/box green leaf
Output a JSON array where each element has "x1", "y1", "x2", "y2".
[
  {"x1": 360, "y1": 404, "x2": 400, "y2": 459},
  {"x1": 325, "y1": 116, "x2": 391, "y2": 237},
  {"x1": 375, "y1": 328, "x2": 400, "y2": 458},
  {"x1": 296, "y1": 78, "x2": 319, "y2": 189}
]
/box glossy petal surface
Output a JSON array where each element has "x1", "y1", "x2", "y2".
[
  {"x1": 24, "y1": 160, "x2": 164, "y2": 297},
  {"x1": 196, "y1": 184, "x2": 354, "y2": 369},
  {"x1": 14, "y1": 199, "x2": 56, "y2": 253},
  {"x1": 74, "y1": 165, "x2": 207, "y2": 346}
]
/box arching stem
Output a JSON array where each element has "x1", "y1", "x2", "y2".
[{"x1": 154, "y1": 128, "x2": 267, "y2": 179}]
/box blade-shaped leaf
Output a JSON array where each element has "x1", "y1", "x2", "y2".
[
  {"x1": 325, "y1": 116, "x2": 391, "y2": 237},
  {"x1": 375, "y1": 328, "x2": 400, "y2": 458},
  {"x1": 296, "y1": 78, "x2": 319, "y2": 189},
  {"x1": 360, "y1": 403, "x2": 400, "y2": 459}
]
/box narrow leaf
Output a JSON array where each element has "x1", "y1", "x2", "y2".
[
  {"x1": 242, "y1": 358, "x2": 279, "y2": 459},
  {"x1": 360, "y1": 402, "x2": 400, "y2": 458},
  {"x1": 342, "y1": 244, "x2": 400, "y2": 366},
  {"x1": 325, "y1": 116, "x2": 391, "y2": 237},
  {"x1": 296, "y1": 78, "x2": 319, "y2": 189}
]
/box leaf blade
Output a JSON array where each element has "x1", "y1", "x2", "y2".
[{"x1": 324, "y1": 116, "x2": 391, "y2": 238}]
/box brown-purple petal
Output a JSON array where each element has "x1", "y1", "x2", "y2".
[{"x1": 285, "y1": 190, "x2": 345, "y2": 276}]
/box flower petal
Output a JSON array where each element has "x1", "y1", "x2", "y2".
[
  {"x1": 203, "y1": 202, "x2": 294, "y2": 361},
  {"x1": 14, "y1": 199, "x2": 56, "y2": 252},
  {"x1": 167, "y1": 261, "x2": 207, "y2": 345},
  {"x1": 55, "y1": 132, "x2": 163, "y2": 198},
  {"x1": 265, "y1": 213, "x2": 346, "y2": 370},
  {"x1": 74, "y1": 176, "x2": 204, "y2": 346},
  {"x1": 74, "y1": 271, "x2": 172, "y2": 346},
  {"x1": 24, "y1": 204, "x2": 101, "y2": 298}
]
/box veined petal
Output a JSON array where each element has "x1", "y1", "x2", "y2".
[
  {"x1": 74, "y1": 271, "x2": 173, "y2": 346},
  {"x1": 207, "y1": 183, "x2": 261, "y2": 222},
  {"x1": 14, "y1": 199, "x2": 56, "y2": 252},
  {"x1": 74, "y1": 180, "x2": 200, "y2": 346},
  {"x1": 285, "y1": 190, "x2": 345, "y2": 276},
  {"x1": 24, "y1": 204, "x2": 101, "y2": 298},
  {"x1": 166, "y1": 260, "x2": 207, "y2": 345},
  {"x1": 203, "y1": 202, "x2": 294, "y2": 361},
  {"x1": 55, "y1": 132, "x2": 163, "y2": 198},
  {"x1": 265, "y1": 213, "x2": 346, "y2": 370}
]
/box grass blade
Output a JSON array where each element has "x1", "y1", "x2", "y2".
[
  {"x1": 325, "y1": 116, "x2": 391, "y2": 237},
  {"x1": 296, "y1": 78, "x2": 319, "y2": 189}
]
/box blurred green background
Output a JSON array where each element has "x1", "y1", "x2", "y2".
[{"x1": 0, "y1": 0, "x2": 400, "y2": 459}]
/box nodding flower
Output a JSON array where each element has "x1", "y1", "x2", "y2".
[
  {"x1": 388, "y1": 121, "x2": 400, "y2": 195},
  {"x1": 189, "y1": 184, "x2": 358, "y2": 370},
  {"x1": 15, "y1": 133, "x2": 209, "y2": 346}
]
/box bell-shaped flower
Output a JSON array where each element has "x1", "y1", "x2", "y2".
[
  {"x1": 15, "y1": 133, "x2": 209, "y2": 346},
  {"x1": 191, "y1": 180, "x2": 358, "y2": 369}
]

* * * * *

• Exercise goal:
Copy all of the entries above word for word, keeping every line the same.

• Solved problem:
/box green leaf
Output a JSON array where each element has "x1", "y1", "x2", "y2".
[
  {"x1": 360, "y1": 404, "x2": 400, "y2": 459},
  {"x1": 325, "y1": 116, "x2": 391, "y2": 237},
  {"x1": 375, "y1": 328, "x2": 400, "y2": 458},
  {"x1": 296, "y1": 78, "x2": 319, "y2": 189}
]
/box glossy petal surface
Output a JSON array where each element has "x1", "y1", "x2", "y2".
[
  {"x1": 24, "y1": 160, "x2": 164, "y2": 297},
  {"x1": 196, "y1": 184, "x2": 354, "y2": 369},
  {"x1": 14, "y1": 199, "x2": 56, "y2": 253},
  {"x1": 74, "y1": 165, "x2": 207, "y2": 346}
]
/box arching stem
Output a JSON array where each element has "x1", "y1", "x2", "y2".
[{"x1": 154, "y1": 128, "x2": 267, "y2": 179}]
/box blade-shaped leaf
Output a JSON array where each element has "x1", "y1", "x2", "y2".
[
  {"x1": 325, "y1": 116, "x2": 391, "y2": 237},
  {"x1": 375, "y1": 328, "x2": 400, "y2": 458},
  {"x1": 296, "y1": 78, "x2": 319, "y2": 189},
  {"x1": 360, "y1": 403, "x2": 400, "y2": 459}
]
/box narrow leaf
Output a JSON array where each element has "x1", "y1", "x2", "y2".
[
  {"x1": 242, "y1": 358, "x2": 279, "y2": 459},
  {"x1": 360, "y1": 402, "x2": 400, "y2": 458},
  {"x1": 342, "y1": 244, "x2": 400, "y2": 366},
  {"x1": 325, "y1": 116, "x2": 391, "y2": 237},
  {"x1": 296, "y1": 78, "x2": 319, "y2": 189}
]
/box leaf blade
Output a JSON array where each element has "x1", "y1", "x2", "y2".
[{"x1": 324, "y1": 116, "x2": 391, "y2": 238}]
/box brown-purple petal
Output a JSON array where each element has "x1", "y1", "x2", "y2".
[{"x1": 285, "y1": 190, "x2": 345, "y2": 276}]
/box flower petal
Output a JSON array where each element has "x1", "y1", "x2", "y2".
[
  {"x1": 203, "y1": 202, "x2": 294, "y2": 361},
  {"x1": 14, "y1": 199, "x2": 56, "y2": 252},
  {"x1": 167, "y1": 261, "x2": 207, "y2": 345},
  {"x1": 55, "y1": 132, "x2": 163, "y2": 198},
  {"x1": 265, "y1": 213, "x2": 346, "y2": 370},
  {"x1": 74, "y1": 176, "x2": 204, "y2": 346},
  {"x1": 74, "y1": 271, "x2": 172, "y2": 346},
  {"x1": 24, "y1": 204, "x2": 101, "y2": 298}
]
/box veined petal
Output a JSON array where each element has "x1", "y1", "x2", "y2".
[
  {"x1": 74, "y1": 271, "x2": 173, "y2": 346},
  {"x1": 207, "y1": 183, "x2": 261, "y2": 222},
  {"x1": 14, "y1": 199, "x2": 56, "y2": 252},
  {"x1": 74, "y1": 180, "x2": 200, "y2": 346},
  {"x1": 285, "y1": 190, "x2": 345, "y2": 276},
  {"x1": 24, "y1": 204, "x2": 101, "y2": 298},
  {"x1": 166, "y1": 260, "x2": 207, "y2": 345},
  {"x1": 203, "y1": 202, "x2": 294, "y2": 361},
  {"x1": 55, "y1": 132, "x2": 163, "y2": 198},
  {"x1": 265, "y1": 213, "x2": 346, "y2": 370}
]
/box grass blade
Output a JSON array where each element has "x1", "y1", "x2", "y2".
[
  {"x1": 325, "y1": 116, "x2": 391, "y2": 237},
  {"x1": 296, "y1": 78, "x2": 319, "y2": 189}
]
/box blurred green background
Output a JSON array where each element has "x1", "y1", "x2", "y2".
[{"x1": 0, "y1": 0, "x2": 400, "y2": 459}]
/box nodding flower
Output a JSON array where each element has "x1", "y1", "x2", "y2".
[
  {"x1": 388, "y1": 121, "x2": 400, "y2": 195},
  {"x1": 189, "y1": 184, "x2": 358, "y2": 370},
  {"x1": 15, "y1": 133, "x2": 209, "y2": 346}
]
/box bell-shaped flower
Output a JSON array where each element has "x1", "y1", "x2", "y2".
[
  {"x1": 15, "y1": 133, "x2": 209, "y2": 346},
  {"x1": 191, "y1": 180, "x2": 358, "y2": 369}
]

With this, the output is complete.